(Referring expression pointing data)
+++++
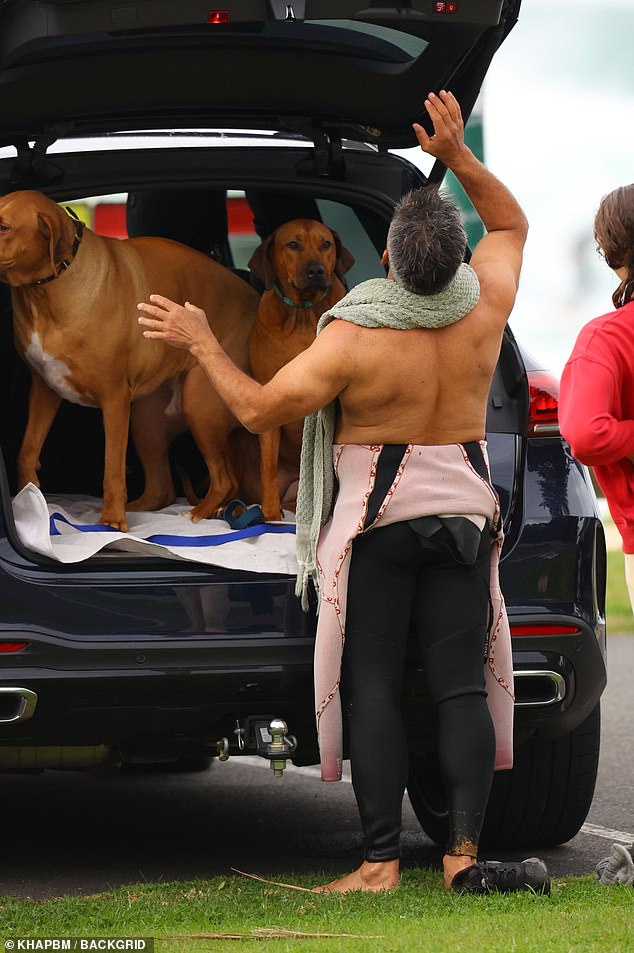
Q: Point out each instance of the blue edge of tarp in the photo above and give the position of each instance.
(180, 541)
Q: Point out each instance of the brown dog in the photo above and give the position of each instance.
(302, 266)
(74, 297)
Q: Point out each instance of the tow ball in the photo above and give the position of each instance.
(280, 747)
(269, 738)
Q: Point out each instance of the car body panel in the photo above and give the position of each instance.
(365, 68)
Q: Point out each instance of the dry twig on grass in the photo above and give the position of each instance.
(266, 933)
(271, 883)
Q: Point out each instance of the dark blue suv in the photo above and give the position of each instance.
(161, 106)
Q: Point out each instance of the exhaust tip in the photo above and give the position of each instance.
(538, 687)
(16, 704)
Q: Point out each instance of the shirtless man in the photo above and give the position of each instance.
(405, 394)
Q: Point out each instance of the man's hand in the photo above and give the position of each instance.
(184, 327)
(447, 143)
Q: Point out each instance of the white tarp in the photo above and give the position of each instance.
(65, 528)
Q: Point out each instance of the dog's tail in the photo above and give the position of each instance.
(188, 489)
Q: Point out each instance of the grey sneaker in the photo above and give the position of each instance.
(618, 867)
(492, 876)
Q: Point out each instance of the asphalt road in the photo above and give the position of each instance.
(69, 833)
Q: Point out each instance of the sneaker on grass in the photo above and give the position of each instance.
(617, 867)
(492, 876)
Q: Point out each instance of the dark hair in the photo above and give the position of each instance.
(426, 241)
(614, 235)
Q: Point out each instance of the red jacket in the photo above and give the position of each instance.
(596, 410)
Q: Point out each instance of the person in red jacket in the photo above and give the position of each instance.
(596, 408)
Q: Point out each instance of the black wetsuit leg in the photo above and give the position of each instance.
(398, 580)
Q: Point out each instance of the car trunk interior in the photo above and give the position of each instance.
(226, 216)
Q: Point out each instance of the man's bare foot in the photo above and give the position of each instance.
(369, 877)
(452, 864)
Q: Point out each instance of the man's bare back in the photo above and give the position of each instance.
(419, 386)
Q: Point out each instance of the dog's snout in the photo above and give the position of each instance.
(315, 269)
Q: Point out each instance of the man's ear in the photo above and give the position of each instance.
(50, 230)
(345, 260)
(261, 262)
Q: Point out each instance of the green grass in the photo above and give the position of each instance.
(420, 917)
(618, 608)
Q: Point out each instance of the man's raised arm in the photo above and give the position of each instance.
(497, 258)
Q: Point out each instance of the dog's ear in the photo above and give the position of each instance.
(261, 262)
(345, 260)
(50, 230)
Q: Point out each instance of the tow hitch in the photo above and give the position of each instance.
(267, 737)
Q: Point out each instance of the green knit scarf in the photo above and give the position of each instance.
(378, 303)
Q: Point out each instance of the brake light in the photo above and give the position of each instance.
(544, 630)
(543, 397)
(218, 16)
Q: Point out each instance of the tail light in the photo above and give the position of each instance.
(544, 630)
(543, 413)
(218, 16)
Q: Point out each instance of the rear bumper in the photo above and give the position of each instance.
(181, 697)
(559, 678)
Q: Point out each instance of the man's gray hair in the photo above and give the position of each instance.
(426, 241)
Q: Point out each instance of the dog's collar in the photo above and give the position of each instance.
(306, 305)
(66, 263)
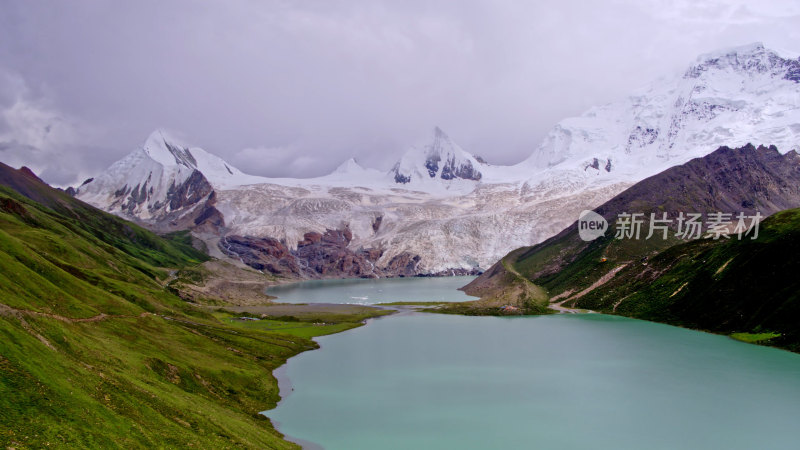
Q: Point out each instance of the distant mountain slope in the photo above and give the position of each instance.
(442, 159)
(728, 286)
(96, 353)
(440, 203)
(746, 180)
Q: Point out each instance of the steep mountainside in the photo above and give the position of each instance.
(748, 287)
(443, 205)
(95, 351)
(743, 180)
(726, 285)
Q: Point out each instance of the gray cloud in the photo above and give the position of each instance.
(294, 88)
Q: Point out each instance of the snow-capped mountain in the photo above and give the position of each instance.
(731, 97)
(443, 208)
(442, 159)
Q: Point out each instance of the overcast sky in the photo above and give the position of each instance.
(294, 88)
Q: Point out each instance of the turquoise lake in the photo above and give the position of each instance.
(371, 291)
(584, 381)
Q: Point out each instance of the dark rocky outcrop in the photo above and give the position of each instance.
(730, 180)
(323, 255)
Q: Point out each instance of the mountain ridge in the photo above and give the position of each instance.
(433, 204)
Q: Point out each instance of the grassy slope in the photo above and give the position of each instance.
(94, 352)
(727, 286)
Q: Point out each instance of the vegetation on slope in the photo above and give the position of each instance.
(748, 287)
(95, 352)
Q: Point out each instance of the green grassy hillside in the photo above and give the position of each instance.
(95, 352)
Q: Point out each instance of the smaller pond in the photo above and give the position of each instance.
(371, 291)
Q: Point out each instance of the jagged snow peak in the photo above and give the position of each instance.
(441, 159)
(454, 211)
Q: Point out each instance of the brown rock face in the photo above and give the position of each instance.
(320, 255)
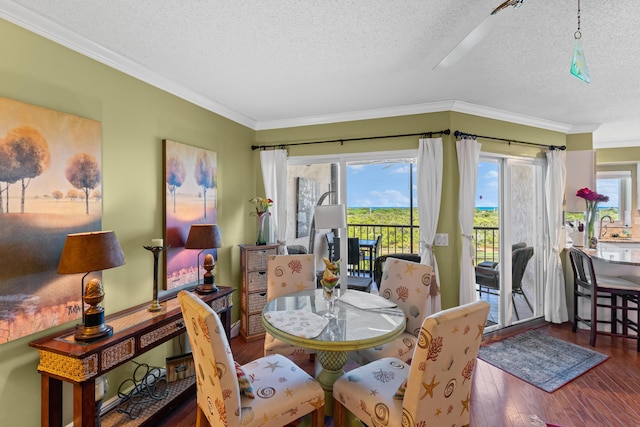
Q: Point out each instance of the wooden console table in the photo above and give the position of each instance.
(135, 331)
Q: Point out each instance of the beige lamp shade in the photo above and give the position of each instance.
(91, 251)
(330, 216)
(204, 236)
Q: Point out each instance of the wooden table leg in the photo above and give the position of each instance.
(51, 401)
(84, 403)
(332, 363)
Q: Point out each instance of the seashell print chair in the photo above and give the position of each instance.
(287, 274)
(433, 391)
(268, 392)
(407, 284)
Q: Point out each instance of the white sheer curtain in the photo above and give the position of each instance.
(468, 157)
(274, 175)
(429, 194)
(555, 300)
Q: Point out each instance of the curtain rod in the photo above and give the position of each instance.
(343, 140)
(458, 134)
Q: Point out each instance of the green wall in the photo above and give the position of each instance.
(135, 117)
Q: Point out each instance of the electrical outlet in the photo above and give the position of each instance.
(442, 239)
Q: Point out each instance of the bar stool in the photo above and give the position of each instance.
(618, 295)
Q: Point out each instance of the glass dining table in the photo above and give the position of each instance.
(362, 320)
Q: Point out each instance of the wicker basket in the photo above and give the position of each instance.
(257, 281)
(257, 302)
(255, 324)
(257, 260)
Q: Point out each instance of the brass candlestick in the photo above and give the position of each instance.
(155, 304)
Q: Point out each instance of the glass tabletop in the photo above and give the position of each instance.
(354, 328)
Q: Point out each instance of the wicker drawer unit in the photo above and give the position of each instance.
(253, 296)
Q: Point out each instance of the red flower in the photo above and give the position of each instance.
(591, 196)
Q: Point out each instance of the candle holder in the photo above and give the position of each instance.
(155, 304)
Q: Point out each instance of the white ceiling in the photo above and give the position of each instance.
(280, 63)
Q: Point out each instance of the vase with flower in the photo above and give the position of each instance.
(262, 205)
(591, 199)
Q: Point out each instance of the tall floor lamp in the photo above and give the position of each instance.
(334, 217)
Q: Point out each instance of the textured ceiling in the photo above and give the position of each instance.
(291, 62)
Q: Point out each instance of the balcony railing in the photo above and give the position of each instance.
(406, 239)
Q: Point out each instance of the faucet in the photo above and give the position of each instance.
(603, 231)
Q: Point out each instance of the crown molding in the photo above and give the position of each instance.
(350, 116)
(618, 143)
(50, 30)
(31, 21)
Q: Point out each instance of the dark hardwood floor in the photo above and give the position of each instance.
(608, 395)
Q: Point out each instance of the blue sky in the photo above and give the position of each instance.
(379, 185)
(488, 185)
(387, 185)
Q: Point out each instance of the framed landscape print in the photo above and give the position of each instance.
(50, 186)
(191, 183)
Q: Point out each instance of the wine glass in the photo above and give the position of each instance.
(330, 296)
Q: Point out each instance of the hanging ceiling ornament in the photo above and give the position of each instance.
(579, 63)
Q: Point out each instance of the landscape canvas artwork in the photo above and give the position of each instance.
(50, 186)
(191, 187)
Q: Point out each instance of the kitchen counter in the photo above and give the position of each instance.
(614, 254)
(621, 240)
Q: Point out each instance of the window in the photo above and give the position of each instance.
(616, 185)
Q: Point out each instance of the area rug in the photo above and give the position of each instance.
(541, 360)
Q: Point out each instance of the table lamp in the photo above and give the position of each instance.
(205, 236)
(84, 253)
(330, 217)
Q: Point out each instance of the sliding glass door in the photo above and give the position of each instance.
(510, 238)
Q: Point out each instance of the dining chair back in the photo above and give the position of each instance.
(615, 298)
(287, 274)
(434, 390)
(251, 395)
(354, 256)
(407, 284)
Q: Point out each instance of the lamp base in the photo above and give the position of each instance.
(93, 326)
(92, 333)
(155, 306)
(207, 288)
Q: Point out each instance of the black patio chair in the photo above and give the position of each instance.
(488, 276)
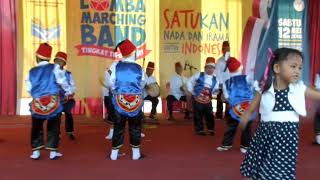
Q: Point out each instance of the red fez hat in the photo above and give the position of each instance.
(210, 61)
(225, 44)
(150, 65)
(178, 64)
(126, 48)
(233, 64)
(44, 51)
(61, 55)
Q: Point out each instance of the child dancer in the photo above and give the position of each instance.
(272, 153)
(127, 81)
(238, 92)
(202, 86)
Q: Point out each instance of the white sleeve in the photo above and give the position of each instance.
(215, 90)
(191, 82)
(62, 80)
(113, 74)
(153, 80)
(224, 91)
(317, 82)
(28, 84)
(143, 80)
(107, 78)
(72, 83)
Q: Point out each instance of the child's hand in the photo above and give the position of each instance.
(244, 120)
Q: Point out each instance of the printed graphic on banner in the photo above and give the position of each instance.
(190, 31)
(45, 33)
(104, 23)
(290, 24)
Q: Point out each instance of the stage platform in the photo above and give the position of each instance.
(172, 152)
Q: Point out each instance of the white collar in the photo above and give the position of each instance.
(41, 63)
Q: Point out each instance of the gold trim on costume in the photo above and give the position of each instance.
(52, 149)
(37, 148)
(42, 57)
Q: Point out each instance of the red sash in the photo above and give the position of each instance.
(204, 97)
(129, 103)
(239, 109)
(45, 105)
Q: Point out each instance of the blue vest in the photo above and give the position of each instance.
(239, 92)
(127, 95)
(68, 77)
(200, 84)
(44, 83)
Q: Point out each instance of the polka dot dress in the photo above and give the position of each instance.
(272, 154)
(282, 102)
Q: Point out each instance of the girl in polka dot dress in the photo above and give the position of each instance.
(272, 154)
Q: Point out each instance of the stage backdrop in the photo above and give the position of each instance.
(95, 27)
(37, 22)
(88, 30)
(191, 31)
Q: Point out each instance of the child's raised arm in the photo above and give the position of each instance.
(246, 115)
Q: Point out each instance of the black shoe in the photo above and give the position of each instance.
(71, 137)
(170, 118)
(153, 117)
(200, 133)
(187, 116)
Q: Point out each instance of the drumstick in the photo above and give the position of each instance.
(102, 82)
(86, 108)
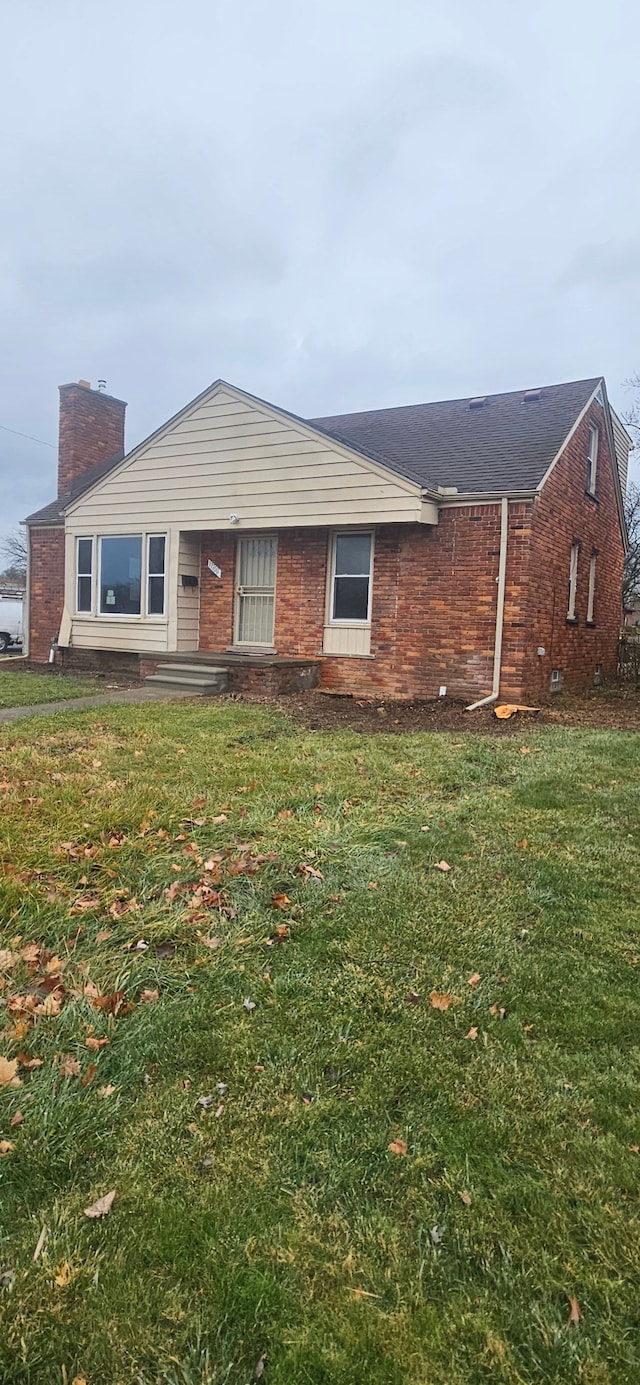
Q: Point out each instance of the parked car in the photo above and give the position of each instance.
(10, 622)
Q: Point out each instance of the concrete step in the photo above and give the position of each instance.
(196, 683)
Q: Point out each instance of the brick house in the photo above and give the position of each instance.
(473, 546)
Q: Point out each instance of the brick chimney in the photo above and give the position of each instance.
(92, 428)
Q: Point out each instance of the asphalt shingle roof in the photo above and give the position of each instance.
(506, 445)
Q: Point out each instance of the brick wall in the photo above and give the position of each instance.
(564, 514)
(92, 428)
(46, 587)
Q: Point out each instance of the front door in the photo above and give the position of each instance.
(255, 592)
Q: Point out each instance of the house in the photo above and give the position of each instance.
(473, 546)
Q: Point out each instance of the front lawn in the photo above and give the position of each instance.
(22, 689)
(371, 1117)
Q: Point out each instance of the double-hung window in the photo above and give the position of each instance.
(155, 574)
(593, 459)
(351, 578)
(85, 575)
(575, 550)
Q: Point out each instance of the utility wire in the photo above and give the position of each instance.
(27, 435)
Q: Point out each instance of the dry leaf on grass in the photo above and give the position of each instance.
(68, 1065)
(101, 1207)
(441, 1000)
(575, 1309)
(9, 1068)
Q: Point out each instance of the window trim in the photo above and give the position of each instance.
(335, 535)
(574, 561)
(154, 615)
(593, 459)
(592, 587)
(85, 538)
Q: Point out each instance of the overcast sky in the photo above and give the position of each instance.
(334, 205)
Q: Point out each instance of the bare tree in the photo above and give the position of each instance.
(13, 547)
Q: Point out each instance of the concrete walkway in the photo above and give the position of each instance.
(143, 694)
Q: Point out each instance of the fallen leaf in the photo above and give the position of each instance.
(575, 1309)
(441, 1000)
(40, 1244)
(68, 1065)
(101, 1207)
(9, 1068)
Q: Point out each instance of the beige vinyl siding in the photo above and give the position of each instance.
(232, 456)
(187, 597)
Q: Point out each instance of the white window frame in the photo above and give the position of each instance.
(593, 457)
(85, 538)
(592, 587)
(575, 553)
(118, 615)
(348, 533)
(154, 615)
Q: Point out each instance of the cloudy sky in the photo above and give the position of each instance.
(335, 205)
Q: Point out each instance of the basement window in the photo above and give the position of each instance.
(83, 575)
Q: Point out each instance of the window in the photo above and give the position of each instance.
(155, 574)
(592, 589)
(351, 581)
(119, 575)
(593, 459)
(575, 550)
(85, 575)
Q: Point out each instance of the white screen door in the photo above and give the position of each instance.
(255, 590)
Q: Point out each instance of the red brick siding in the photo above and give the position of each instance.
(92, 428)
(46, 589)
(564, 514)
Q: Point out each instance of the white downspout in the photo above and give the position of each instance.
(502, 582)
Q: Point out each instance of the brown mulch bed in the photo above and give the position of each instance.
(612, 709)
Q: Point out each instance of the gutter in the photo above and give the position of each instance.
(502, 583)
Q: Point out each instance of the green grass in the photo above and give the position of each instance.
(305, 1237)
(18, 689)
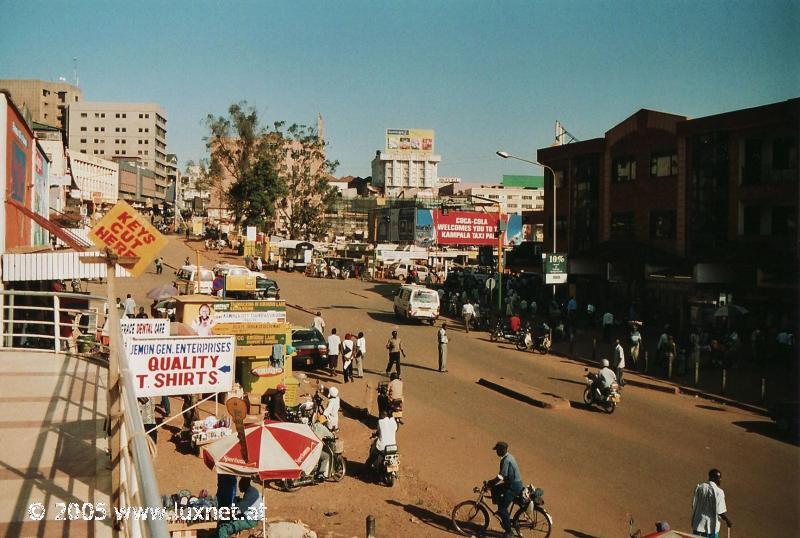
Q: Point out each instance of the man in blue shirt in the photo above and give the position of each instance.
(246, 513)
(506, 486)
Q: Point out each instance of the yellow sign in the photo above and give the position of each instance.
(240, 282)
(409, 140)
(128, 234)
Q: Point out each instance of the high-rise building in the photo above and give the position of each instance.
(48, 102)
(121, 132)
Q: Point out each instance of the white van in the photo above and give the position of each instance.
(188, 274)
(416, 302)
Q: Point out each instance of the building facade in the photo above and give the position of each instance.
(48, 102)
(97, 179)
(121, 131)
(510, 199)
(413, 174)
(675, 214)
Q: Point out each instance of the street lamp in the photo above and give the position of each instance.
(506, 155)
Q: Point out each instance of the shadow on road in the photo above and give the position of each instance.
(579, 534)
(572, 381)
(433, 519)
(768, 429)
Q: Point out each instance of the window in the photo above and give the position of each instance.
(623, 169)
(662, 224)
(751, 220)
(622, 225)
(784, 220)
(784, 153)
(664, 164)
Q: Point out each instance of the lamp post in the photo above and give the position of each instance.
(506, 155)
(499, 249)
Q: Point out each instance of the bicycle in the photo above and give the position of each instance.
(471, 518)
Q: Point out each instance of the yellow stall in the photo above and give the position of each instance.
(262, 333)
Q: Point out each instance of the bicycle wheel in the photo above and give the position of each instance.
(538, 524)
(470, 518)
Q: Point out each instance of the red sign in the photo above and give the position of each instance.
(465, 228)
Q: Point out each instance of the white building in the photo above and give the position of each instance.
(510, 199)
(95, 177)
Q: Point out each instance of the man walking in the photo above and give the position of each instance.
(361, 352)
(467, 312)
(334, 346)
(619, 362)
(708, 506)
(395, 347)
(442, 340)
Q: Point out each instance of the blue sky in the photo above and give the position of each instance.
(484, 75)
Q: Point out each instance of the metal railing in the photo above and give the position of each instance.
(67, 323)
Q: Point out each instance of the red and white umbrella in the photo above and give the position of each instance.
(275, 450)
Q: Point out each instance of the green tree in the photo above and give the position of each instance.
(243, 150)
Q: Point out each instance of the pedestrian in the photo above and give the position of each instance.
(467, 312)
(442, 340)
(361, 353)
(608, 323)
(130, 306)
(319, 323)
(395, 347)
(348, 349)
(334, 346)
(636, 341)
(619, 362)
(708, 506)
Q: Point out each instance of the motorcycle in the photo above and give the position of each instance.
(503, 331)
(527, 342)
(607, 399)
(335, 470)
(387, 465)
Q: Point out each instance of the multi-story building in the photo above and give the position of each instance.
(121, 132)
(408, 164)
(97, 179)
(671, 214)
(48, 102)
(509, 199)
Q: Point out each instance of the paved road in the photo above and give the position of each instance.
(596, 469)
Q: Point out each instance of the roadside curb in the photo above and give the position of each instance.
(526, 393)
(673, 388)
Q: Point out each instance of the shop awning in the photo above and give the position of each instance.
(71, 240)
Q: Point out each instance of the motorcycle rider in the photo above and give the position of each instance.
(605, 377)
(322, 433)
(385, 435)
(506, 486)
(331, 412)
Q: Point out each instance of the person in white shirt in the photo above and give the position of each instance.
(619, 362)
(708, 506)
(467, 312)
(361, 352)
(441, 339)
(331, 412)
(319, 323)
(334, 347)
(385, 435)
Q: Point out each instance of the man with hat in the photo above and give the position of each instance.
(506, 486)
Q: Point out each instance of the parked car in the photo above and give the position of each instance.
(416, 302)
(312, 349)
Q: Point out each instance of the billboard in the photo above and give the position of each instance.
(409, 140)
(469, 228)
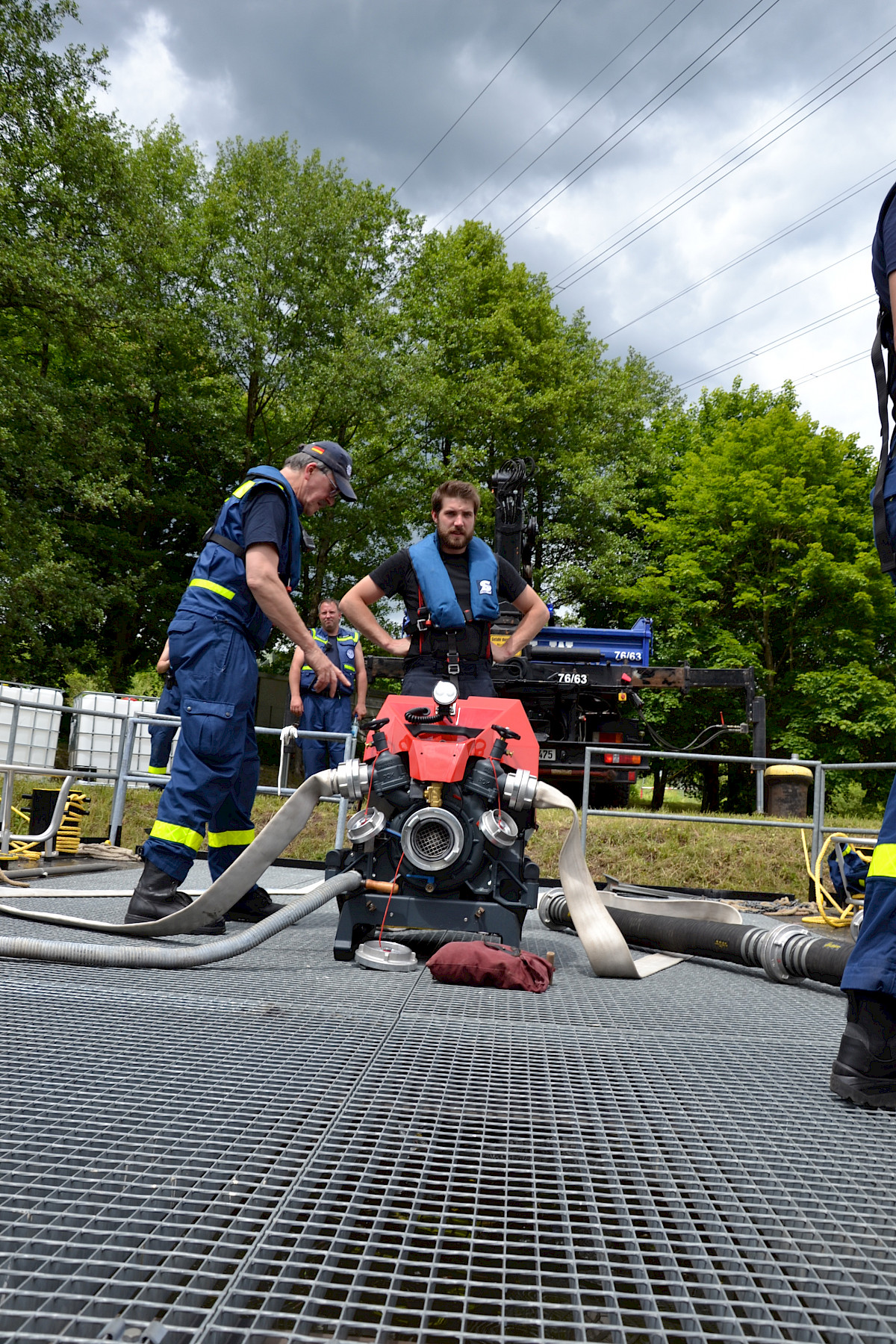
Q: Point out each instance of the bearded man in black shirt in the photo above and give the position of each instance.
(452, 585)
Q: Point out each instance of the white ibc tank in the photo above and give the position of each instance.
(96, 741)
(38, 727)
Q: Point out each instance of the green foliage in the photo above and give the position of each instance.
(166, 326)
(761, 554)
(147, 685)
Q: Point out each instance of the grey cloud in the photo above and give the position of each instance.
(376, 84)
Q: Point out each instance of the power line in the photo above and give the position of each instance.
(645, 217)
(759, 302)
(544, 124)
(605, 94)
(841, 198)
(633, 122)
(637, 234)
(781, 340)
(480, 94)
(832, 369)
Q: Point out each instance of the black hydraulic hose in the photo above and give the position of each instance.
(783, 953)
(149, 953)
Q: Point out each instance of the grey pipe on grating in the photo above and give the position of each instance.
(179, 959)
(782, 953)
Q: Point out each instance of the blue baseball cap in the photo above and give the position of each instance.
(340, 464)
+++++
**TASK**
Return every line from the one holding "Q: Point out each instance of the grey pipe" through the end of the data, exactly as it appears, with both ends kept and nothing else.

**ANSWER FOR THIS EXERCISE**
Q: Point out each instance of the grey pipe on grating in the photo above and give the position of each instance.
(179, 959)
(782, 953)
Q: Point out each instance of the blue baseball cap in the photo above and give the position of each instance.
(340, 464)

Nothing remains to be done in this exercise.